--- Start of QUOTED TEXT ---
Value object equality & floating-point values

Fri Feb 9 18:13:03 UTC 2024

---- Original Message -----
> From: "daniel smith" <daniel.smith at oracle.com>
> To: "valhalla-spec-experts" <valhalla-spec-experts at openjdk.java.net>
> Sent: Friday, February 9, 2024 3:43:34 AM
> Subject: Value object equality & floating-point values

> Remi asked about the spec change last May that switched the `==` behavior on
> value objects that wrap floating points from a `doubleToLongBits` comparison to
> a `doubleToRawLongBits` comparison. Here's my recollection of the motivation.

Hello,

> 
> First, a good summary of the different versions of floating point equality can
> be found here:
> https://docs.oracle.com/en/java/javase/21/docs/api/java.base/java/lang/Double.html#equivalenceRelation
> 
> It discusses three different concepts of equality for type 'double'.
> 
> - Numerical equality: The behavior of == acting on doubles, with special
> treatment for NaNs (never equal to themselves) and +0/-0 (distinct but
> considered equal)
> 
> - Representational equivalence: The behavior of `Double.equals` and
> `doubleToLongBits`-based comparisons, distinguishing +0 from -0, but with all
> NaN bit patterns considered equal to each other
> 
> - Bitwise equivalence: The behavior of `doubleToRawLongBits`-based comparisons,
> distinguishing +0 from -0, and with every NaN bit pattern distinguished from
> every other
> 
> -----
> 
> Now turning to value objects.
> 
> Discussing the general concept of equivalence classes, the above reference has
> this to say: "At least for some purposes, all the members of an equivalence
> class are substitutable for each other. In particular, in a numeric expression
> equivalent values can be substituted for one another without changing the
> result of the expression, meaning changing the equivalence class of the result
> of the expression."
> 
> Value classes that wrap primitive floating point values will have their own
> notion of what version of "substitutable" they wish to work with, and so what
> equivalence classes they need. But, at bottom, the JVM and other applications
> need to have some least common denominator equivalence relation that support
> substitutability for *all* value classes. That equivalence relation is bitwise
> equivalence.
--- End of QUOTED TEXT ---
_SHORT EXERCISE A_:
Show every line of the rows below that contains the word "dark".
--- Start of STORED DATA ---
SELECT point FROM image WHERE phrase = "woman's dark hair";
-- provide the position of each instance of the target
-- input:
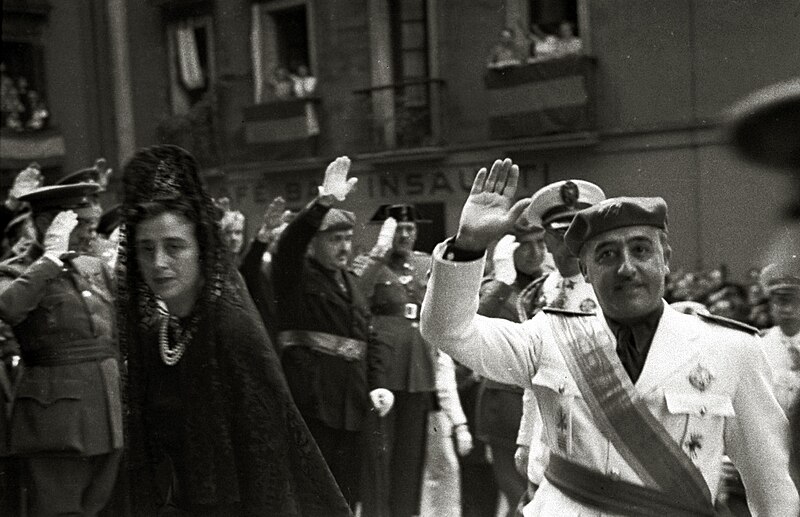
(156, 180)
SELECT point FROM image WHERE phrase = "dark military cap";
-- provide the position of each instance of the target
(62, 197)
(337, 220)
(613, 213)
(95, 174)
(765, 126)
(403, 213)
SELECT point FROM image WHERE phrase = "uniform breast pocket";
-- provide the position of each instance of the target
(558, 397)
(702, 416)
(47, 417)
(56, 309)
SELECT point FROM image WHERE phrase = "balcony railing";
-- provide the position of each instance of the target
(404, 115)
(540, 98)
(196, 130)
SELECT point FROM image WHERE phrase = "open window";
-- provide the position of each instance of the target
(191, 63)
(284, 57)
(22, 87)
(547, 29)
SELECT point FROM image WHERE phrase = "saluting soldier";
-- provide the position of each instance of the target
(394, 279)
(66, 423)
(334, 366)
(638, 401)
(552, 207)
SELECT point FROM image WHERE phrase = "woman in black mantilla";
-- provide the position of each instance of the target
(206, 395)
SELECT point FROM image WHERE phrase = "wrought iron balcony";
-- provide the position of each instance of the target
(404, 115)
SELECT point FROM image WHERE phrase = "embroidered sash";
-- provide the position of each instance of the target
(622, 416)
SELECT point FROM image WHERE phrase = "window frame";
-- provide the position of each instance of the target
(196, 20)
(261, 11)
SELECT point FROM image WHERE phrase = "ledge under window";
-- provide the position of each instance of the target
(541, 98)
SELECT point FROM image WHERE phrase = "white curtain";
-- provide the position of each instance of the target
(191, 71)
(256, 53)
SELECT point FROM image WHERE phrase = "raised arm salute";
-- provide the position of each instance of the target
(638, 401)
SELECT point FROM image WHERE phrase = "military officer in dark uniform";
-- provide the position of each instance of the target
(394, 278)
(66, 422)
(332, 364)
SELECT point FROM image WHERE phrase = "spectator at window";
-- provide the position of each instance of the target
(303, 83)
(541, 45)
(281, 84)
(567, 43)
(505, 53)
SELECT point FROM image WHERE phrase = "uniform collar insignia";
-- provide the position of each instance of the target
(701, 378)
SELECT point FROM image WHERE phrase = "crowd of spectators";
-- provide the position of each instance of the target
(720, 295)
(533, 45)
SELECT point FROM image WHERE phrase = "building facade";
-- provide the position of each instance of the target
(404, 89)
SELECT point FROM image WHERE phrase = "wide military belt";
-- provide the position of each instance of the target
(75, 352)
(340, 346)
(614, 495)
(621, 414)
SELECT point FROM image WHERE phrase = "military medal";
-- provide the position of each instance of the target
(701, 378)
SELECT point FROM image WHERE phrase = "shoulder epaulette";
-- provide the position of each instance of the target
(728, 322)
(565, 312)
(12, 267)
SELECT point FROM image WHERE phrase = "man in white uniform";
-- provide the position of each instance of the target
(782, 342)
(552, 207)
(638, 401)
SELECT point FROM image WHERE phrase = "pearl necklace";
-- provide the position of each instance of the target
(169, 355)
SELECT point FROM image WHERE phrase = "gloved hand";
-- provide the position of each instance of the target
(503, 259)
(56, 238)
(385, 238)
(463, 440)
(382, 400)
(28, 179)
(336, 183)
(521, 459)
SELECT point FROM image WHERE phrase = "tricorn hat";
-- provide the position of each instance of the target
(63, 197)
(402, 213)
(95, 174)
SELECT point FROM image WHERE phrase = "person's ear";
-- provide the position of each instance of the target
(667, 257)
(584, 271)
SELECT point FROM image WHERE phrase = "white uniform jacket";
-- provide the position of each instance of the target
(735, 414)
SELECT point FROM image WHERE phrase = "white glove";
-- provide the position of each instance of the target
(28, 179)
(385, 238)
(503, 260)
(521, 456)
(336, 183)
(463, 440)
(56, 238)
(382, 400)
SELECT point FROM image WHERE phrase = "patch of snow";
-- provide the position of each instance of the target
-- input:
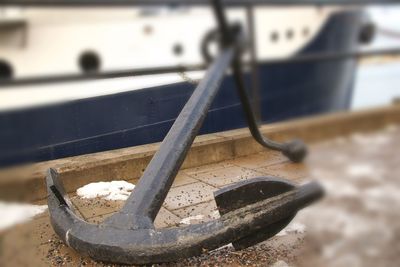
--- End of STORED DATA ---
_SHORT EXERCISE B_:
Continue the message above on value object equality and floating-point values from the point where it stops.

_WRITTEN ANSWER A_:
SELECT point FROM image WHERE phrase = "woman's dark hair";
SELECT point FROM image WHERE phrase = "dark military cap";
SELECT point FROM image WHERE phrase = "military officer in dark uniform";

_WRITTEN ANSWER B_:
> 
> That is, consider this class:
> 
> value class C {
>    private double d;
>    C(double d) { this.d = d; }
>    long bits() { return Double.doubleToRawLongBits(d); }
> }
> 
> C c1 = new C(Double.longBitsToDouble(0x7ff0000000000001L));
> C c2 = new C(Double.longBitsToDouble(0x7ff0000000000002L));
> assert c1.bits() != c2.bits();
> 
> Will this assert ever fail? Well, it depends on the JVM treats c1 and c2 as
> belonging to the same equivalence class. If they are, it's allowed to
> substitute c1 for c2 at any time. I think it's pretty clear that would be a
> mistake. So the JVM internals need to be operating in terms of bitwise
> equivalence of nested floating-point values.

As you said there are 3 possible equivalence class. The numerical equality is not really an equivalence so let rule it out.
So we have the choice between the bitwise equivalence and the representational equivalence.

Whatever the equivalence class we choose, it will be the definition for substitutability.
If we choose the representational equivalence, the VM will have more leeway to optimize because it may substitute one instance of C by another whatever the encoding of NaN is.
If we choose the bitwise equivalence, the VM will not be able to optimize if it is not the exactly bitwise representation of NaN.

> I think it's pretty clear that would be a mistake.

I do not compute that statement :)

Why do you want users to care about the bitwise representation of NaN ?
Both 0x7ff0000000000001L and 0x7ff0000000000002L represents NaN, if we print c1.d and c2.d both will print NaN, if we use c1.d or c2.d in numeric computation, they will both behave as NaN.

[...]

> So we know Java programmers need to be conversant in at least two versions of
> value object equality: universal substitutability (using bitwise equivalence
> for floating points), and domain equivalence (defined by 'equals' methods). And
> traditionally, '==' on objects has been understood to mean universal
> substitutability. Do we really want to complicate matters further by asking
> programmers to keep track of *three* object equivalence relations, and teaching
> them that '==' doesn't *really* mean substitutability anymore? We decided that
> wasn't worth the trouble—ultimately, we just want to continue to encourage them
> to use 'equals' in most contexts.

Your example is both compatible with the bitwise equivalence and the representational equivalence, because the only difference between the two equivalent classes, is the behavior of  NaN.
So the only case where using the representational equivalence as substitutability is an issue is if you want equals() to use the bitwise equivalence. In this specific case, it will not work.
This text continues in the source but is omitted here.